▶ Stated problem
Lay out the data from the line containing "dog's chest, placing" through the line containing "[1003, 156]" as a Markdown table with the columns Row and Text. Number each line in Row, and leave out any blank lines.
[begin Data provided]
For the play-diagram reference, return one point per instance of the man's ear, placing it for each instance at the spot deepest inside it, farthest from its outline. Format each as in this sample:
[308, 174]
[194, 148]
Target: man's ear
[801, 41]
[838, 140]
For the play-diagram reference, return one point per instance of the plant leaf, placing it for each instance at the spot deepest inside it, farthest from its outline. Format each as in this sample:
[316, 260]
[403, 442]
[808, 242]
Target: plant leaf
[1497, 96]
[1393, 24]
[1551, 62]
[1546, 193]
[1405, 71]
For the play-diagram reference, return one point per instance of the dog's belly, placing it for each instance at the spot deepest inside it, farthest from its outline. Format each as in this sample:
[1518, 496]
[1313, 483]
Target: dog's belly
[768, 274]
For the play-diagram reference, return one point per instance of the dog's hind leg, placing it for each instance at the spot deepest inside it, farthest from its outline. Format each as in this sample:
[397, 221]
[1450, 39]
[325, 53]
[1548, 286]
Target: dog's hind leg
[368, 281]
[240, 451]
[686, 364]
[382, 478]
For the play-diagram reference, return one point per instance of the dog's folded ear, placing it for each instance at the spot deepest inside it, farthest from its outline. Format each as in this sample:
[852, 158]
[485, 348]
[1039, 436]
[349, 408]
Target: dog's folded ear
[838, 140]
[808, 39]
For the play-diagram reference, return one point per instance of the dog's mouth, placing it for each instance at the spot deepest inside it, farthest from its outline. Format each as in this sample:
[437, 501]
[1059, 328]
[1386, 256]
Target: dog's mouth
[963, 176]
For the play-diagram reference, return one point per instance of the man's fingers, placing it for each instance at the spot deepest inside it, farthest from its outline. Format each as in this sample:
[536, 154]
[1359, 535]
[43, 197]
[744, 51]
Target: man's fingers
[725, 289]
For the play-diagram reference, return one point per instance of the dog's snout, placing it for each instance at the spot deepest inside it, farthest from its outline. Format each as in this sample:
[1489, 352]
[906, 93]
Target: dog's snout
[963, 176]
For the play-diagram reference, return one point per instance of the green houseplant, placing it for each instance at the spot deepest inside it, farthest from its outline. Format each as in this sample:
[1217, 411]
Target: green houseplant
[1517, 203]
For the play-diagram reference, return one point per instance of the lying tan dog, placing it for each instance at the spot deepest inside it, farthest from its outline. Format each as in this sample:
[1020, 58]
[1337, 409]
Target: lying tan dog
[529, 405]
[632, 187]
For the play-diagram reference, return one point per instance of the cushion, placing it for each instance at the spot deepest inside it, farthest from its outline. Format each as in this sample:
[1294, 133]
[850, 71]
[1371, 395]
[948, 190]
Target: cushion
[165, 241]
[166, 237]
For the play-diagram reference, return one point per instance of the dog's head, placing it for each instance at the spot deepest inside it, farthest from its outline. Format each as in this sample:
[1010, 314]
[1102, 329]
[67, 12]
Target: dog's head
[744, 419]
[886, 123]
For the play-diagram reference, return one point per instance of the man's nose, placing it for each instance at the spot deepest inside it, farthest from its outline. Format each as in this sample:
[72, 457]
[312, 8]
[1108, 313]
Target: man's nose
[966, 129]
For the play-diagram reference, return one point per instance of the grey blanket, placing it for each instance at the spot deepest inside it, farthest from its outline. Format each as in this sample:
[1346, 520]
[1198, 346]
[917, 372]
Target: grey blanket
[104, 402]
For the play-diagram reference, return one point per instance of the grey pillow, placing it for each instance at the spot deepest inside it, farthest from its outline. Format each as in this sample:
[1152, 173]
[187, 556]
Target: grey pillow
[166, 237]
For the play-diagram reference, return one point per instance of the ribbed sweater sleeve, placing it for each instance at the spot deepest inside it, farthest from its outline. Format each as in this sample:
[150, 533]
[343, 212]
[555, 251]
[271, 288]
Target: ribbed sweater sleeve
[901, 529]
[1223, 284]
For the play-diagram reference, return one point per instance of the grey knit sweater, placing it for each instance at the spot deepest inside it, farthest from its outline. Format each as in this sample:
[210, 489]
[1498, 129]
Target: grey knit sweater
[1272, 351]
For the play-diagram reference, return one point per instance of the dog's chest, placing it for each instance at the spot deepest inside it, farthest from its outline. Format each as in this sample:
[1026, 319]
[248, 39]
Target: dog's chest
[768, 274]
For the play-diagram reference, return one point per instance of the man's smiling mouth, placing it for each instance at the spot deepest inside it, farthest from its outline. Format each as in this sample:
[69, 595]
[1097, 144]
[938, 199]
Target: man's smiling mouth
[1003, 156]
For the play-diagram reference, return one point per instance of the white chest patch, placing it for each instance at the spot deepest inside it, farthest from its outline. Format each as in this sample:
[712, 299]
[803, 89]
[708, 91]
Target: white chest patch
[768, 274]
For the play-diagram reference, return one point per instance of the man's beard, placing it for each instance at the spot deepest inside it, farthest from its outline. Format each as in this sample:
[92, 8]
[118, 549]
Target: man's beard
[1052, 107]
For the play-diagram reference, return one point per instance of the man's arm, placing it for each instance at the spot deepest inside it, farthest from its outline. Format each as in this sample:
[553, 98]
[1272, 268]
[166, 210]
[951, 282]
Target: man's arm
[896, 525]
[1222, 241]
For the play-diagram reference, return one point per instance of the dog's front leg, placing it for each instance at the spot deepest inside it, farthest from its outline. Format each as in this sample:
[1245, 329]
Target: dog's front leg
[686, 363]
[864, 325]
[end Data provided]
▶ Reply
| Row | Text |
|---|---|
| 1 | For the play-diagram reference, return one point per instance of the dog's chest, placing it for each instance at the spot deepest inside it, farthest from its outline. Format each as in this sample: |
| 2 | [1026, 319] |
| 3 | [248, 39] |
| 4 | Target: dog's chest |
| 5 | [768, 274] |
| 6 | For the play-diagram reference, return one point per instance of the man's smiling mouth, placing it for each instance at the spot deepest inside it, farthest from its outline. Format each as in this sample: |
| 7 | [69, 595] |
| 8 | [1097, 144] |
| 9 | [938, 199] |
| 10 | Target: man's smiling mouth |
| 11 | [1003, 156] |